** Dataset items **
==================================================

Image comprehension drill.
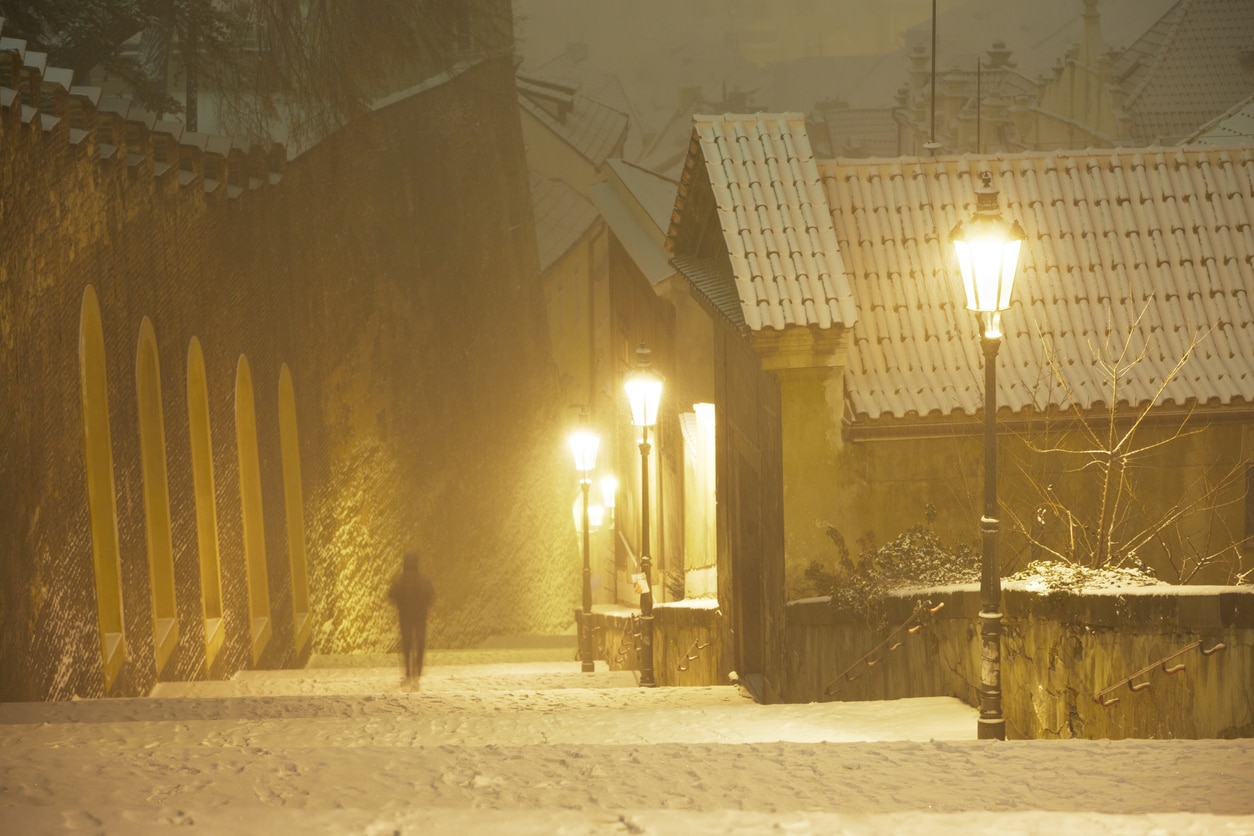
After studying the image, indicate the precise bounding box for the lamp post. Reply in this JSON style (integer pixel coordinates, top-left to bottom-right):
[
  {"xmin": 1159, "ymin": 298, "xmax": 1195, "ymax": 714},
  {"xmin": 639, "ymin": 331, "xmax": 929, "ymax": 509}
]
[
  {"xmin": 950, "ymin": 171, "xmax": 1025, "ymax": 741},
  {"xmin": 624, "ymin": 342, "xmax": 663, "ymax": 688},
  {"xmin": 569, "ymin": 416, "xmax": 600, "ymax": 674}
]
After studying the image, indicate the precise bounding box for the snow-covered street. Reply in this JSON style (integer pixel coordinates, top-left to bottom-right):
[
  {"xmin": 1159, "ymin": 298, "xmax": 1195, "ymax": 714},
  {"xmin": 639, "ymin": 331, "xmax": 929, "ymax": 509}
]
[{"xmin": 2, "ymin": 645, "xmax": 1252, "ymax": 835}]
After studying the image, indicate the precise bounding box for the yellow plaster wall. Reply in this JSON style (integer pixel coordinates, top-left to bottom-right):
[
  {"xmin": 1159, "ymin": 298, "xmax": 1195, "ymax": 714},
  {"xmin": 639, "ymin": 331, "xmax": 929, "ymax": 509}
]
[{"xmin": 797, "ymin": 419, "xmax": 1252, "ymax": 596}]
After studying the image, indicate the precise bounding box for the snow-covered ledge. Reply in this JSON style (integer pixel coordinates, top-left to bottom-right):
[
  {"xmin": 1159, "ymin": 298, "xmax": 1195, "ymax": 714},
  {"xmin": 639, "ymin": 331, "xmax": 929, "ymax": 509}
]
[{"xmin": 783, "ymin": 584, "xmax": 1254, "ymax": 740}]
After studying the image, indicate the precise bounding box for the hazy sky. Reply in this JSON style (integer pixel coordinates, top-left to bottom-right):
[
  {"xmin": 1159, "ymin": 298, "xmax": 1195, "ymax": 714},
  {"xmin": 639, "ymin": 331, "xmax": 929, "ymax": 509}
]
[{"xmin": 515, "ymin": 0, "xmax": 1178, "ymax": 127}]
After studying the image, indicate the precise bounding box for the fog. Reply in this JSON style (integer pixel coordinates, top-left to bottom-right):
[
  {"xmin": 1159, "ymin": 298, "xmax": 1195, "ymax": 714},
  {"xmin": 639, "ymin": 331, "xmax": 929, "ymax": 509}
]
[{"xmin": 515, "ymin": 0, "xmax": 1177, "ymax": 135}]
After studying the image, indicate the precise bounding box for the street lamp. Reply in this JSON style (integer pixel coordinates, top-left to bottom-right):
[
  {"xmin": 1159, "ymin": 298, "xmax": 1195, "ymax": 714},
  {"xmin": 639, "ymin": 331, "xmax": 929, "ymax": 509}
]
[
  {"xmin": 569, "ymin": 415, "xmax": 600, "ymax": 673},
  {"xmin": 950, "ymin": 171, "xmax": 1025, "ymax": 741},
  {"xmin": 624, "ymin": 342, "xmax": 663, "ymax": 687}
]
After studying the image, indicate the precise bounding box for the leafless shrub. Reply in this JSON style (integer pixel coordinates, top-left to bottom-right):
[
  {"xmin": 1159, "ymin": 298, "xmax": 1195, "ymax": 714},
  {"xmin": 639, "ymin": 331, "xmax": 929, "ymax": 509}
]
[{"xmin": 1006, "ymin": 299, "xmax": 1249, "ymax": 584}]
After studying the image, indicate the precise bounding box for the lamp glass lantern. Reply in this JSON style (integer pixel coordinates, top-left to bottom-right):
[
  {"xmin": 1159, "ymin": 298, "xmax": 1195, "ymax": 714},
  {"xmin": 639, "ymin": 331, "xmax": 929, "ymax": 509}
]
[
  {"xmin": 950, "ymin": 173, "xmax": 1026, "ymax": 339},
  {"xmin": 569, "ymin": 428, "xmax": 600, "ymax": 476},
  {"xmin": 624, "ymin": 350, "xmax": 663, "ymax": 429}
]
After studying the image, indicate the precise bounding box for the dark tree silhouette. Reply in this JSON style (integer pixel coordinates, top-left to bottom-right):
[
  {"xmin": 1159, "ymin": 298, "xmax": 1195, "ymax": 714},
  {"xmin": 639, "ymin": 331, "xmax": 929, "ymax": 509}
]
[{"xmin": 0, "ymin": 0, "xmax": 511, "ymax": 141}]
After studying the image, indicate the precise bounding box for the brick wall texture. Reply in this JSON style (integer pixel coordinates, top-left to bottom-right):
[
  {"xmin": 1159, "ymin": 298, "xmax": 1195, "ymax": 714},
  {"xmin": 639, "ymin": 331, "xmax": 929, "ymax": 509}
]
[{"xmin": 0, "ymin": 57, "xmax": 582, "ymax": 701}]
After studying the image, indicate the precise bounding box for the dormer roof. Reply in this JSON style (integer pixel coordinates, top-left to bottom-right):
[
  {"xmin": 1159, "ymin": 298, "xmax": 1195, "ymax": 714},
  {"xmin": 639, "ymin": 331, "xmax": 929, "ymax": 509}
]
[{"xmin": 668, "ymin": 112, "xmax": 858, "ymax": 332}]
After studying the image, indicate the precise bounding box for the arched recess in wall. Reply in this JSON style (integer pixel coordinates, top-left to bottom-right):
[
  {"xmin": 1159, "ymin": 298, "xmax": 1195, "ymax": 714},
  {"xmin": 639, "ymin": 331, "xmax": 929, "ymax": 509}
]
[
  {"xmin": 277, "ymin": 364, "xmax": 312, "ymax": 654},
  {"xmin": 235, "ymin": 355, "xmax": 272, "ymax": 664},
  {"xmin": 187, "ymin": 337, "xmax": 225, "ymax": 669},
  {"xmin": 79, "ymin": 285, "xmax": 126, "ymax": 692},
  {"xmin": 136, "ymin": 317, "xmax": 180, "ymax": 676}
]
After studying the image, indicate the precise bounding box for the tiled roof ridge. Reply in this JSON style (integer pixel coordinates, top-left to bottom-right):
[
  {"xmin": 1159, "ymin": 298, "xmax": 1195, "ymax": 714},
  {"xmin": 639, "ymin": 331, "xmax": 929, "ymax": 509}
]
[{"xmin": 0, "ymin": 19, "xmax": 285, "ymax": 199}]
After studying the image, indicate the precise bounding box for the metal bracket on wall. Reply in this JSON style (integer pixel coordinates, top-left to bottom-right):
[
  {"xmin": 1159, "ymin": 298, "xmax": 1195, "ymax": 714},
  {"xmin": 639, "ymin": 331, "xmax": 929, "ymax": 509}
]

==================================================

** Requirement **
Exact copies of the entries above are needed, with every picture removed.

** Solution **
Image comprehension drill.
After studying the image, indicate the precise bounding box for the lamp post. Reply in this JSON style (integer pixel coordinates, top-left to bottom-right):
[
  {"xmin": 1159, "ymin": 298, "xmax": 1195, "ymax": 714},
  {"xmin": 639, "ymin": 331, "xmax": 929, "ymax": 509}
]
[
  {"xmin": 950, "ymin": 171, "xmax": 1025, "ymax": 741},
  {"xmin": 624, "ymin": 342, "xmax": 663, "ymax": 688},
  {"xmin": 569, "ymin": 416, "xmax": 600, "ymax": 674}
]
After studying the image, indicate the precise bounding box for the snow-covered street. Reply in this JSON style (integer pixel coordinates, top-left to bottom-right):
[
  {"xmin": 1159, "ymin": 298, "xmax": 1195, "ymax": 714},
  {"xmin": 639, "ymin": 331, "xmax": 929, "ymax": 509}
]
[{"xmin": 2, "ymin": 645, "xmax": 1252, "ymax": 835}]
After studying the image, indicate the precise bounding box for the yellow plaster wall. Reply in this JSON style (integer pixel coordinates, top-left to bottom-right):
[
  {"xmin": 1159, "ymin": 298, "xmax": 1195, "ymax": 714},
  {"xmin": 639, "ymin": 331, "xmax": 929, "ymax": 509}
]
[{"xmin": 797, "ymin": 419, "xmax": 1252, "ymax": 596}]
After studying the image, indicate the precise bounding box for the snow-covered ledge. Reply in this JSON style (integer pixel coordinates, top-left to bottom-right):
[
  {"xmin": 1159, "ymin": 298, "xmax": 1195, "ymax": 714},
  {"xmin": 639, "ymin": 331, "xmax": 929, "ymax": 509}
]
[{"xmin": 783, "ymin": 584, "xmax": 1254, "ymax": 740}]
After studying the image, indicate the precise bounding box for the hazy sky. Reply in this JSON style (integer pixel coordinates, top-left to bottom-right):
[
  {"xmin": 1159, "ymin": 298, "xmax": 1195, "ymax": 714},
  {"xmin": 639, "ymin": 331, "xmax": 929, "ymax": 509}
]
[{"xmin": 515, "ymin": 0, "xmax": 1178, "ymax": 127}]
After studying the image, indicate the precise bounding box for the fog. Reply in this JSON style (integer pixel coordinates, top-left to bottom-right):
[
  {"xmin": 1159, "ymin": 298, "xmax": 1195, "ymax": 714},
  {"xmin": 639, "ymin": 331, "xmax": 929, "ymax": 509}
]
[{"xmin": 515, "ymin": 0, "xmax": 1177, "ymax": 135}]
After studying the image, indicate the precise bounding box for the street lamp. Reply in this JSON style (integer pixel coordinates, top-left to bottom-right):
[
  {"xmin": 1159, "ymin": 298, "xmax": 1195, "ymax": 714},
  {"xmin": 639, "ymin": 331, "xmax": 929, "ymax": 509}
]
[
  {"xmin": 569, "ymin": 415, "xmax": 600, "ymax": 673},
  {"xmin": 950, "ymin": 171, "xmax": 1025, "ymax": 741},
  {"xmin": 624, "ymin": 342, "xmax": 663, "ymax": 687}
]
After studying the image, indicate the precise bounding box for the leafless shrub. Reply in this JSON style (integer pixel coordinates, top-left to bottom-right):
[
  {"xmin": 1159, "ymin": 298, "xmax": 1195, "ymax": 714},
  {"xmin": 639, "ymin": 331, "xmax": 929, "ymax": 509}
]
[{"xmin": 1006, "ymin": 299, "xmax": 1249, "ymax": 584}]
After studying the image, indicate the precise bounding box for the lamp glass lantern. Reply in this JSON style (integer pixel coordinates, top-left to bottom-right):
[
  {"xmin": 1159, "ymin": 298, "xmax": 1195, "ymax": 714},
  {"xmin": 639, "ymin": 331, "xmax": 929, "ymax": 509}
]
[
  {"xmin": 950, "ymin": 173, "xmax": 1026, "ymax": 339},
  {"xmin": 569, "ymin": 428, "xmax": 600, "ymax": 476},
  {"xmin": 624, "ymin": 350, "xmax": 663, "ymax": 429}
]
After studying the image, indicate the precise bounding box for the dark tree silhouette. Reply in this JSON style (integer pixel coordinates, top-left to bottom-right):
[
  {"xmin": 1159, "ymin": 298, "xmax": 1195, "ymax": 714},
  {"xmin": 639, "ymin": 331, "xmax": 929, "ymax": 509}
]
[{"xmin": 0, "ymin": 0, "xmax": 511, "ymax": 141}]
After studying the image, indicate the precise bounding box for the brick wall texture. Reply in this JSON style (integer pixel coordinates, top-left to bottom-right):
[
  {"xmin": 1159, "ymin": 298, "xmax": 1195, "ymax": 714},
  {"xmin": 639, "ymin": 331, "xmax": 929, "ymax": 509}
]
[{"xmin": 0, "ymin": 57, "xmax": 582, "ymax": 701}]
After studying the image, indicate the precise bounding box for the dormer roof. Reply in this JSON style (integer pixel coordinates, top-left to bottom-right):
[
  {"xmin": 1159, "ymin": 298, "xmax": 1195, "ymax": 714},
  {"xmin": 639, "ymin": 331, "xmax": 929, "ymax": 509}
]
[{"xmin": 668, "ymin": 112, "xmax": 858, "ymax": 332}]
After studying the image, indicate the precise bounding box for the arched recess in wall. Reply in this JSON style (integer pixel coordinates, top-left to bottom-right):
[
  {"xmin": 1159, "ymin": 298, "xmax": 1195, "ymax": 714},
  {"xmin": 639, "ymin": 331, "xmax": 929, "ymax": 509}
]
[
  {"xmin": 277, "ymin": 364, "xmax": 312, "ymax": 654},
  {"xmin": 235, "ymin": 355, "xmax": 272, "ymax": 664},
  {"xmin": 187, "ymin": 337, "xmax": 225, "ymax": 669},
  {"xmin": 79, "ymin": 285, "xmax": 126, "ymax": 692},
  {"xmin": 136, "ymin": 317, "xmax": 180, "ymax": 676}
]
After studying the image, indicate the precise bounding box for the tiled roof ridge. Reply in this JSON style (integer pixel coordinates, top-left to bottom-right):
[
  {"xmin": 1159, "ymin": 298, "xmax": 1195, "ymax": 714},
  {"xmin": 639, "ymin": 331, "xmax": 929, "ymax": 509}
]
[{"xmin": 0, "ymin": 19, "xmax": 285, "ymax": 199}]
After studying the image, indicate the precise bounding box for the metal bracket on wall. Reply in this JSON style (integer pixel coordinates, top-left to bottom-right):
[
  {"xmin": 1159, "ymin": 298, "xmax": 1195, "ymax": 714},
  {"xmin": 639, "ymin": 331, "xmax": 929, "ymax": 509}
]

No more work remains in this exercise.